Extrait du texte:
==========
Le 2 janvier 1956, les électeurs envoyèrent 150 députés du Front Républicain et 150 députés du Parti Communiste à la Chambre sur 400 députés au total. Neuf millions de voix s'étaient portées vers le PS et le PC, qui explicitement parlaient de paix en Algérie. Le dirigeant du Parti Socialiste, Guy Mollet, fut chargé de former le nouveau gouvernement. Mendès-France y fut ministre d'Etat et Mitterrand ministre de la Justice. Le PCF restait exclu de toute majorité parlementaire sans que cela refroidisse son soutien.

...À l'intensification de la répression

Le 6 février, de violentes manifestations mollement contenues par la police éclatèrent à Alger à l'occasion de la visite du nouveau chef du gouvernement. C'était une situation rêvée, peut-être même organisée par le nouveau gouvernement "de gauche", pour faire pression sur l'opinion de la métropole et demander des "pouvoirs spéciaux" au Parlement afin d'être en mesure de mener la "politique de fermeté exigée par la situation". Guy Mollet affirma du coup "la permanence des liens politiques, économiques et culturels particuliers entre la France et l'Algérie", pour bien montrer qu'il n'avait nullement l'intention de s'acheminer vers l'indépendance de l'Algérie. A l'intention des Algériens il précisait : "Vous devez tenir compte des biens légitimes que la France possède en Algérie". Pour ce faire "les jeunes de France doivent s'attendre à partir chaque jour plus nombreux", dit-il, et Le Figaro chiffrait ce programme : "Il faut envoyer 400 000 hommes", "procéder à la levée de 200 000 hommes supplémentaires". Tout cela avait un coût et le même quotidien offrait la solution au gouvernement : "Il peut être nécessaire de demander un effort supplémentaire à nos ouvriers" ! Dès le mois d'avril, 24 000 jeunes étaient rappelés sous les drapeaux.
==========
Données enregistrées
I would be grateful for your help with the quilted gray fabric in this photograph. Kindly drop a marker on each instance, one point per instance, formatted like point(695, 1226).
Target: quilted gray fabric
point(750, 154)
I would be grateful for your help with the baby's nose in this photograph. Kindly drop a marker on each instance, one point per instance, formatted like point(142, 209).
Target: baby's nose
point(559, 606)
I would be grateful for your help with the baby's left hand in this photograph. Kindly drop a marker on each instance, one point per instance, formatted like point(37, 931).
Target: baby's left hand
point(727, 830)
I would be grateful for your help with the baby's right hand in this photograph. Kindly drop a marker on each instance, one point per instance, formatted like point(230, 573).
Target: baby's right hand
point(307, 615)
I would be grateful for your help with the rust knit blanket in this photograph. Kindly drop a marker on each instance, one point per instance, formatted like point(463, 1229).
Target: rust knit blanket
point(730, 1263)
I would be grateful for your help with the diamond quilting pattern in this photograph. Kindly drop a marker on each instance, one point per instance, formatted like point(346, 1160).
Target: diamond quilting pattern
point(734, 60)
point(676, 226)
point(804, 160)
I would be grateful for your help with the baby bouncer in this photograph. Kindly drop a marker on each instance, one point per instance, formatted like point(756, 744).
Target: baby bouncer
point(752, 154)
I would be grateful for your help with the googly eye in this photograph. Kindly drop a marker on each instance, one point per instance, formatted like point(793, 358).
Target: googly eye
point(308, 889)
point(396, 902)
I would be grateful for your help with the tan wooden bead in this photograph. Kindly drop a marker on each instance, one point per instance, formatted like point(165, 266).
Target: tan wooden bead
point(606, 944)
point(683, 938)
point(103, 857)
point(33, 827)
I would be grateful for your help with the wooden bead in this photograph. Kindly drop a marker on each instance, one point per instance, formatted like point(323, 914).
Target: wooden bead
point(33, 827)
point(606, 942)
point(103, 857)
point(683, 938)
==========
Consignes écrites:
• 1. Recopiez le passage de l'extrait sur l'Algérie en 1956 en commençant par "Le 2 janvier" et en allant jusqu'à "refroidisse son soutien." inclus.
• 2. Dans la liste, remplacez "baby's nose" par "baby's mouth" sans rien modifier d'autre, du début de la liste jusqu'à la ligne contenant "point(559, 606)" incluse, et ne donnez que ces lignes.
L'extrait et la liste proviennent de sources distinctes.

Solutions par consigne:
• 1.
Le 2 janvier 1956, les électeurs envoyèrent 150 députés du Front Républicain et 150 députés du Parti Communiste à la Chambre sur 400 députés au total. Neuf millions de voix s'étaient portées vers le PS et le PC, qui explicitement parlaient de paix en Algérie. Le dirigeant du Parti Socialiste, Guy Mollet, fut chargé de former le nouveau gouvernement. Mendès-France y fut ministre d'Etat et Mitterrand ministre de la Justice. Le PCF restait exclu de toute majorité parlementaire sans que cela refroidisse son soutien.

• 2.
I would be grateful for your help with the quilted gray fabric in this photograph. Kindly drop a marker on each instance, one point per instance, formatted like point(695, 1226).
Target: quilted gray fabric
point(750, 154)
I would be grateful for your help with the baby's mouth in this photograph. Kindly drop a marker on each instance, one point per instance, formatted like point(142, 209).
Target: baby's mouth
point(559, 606)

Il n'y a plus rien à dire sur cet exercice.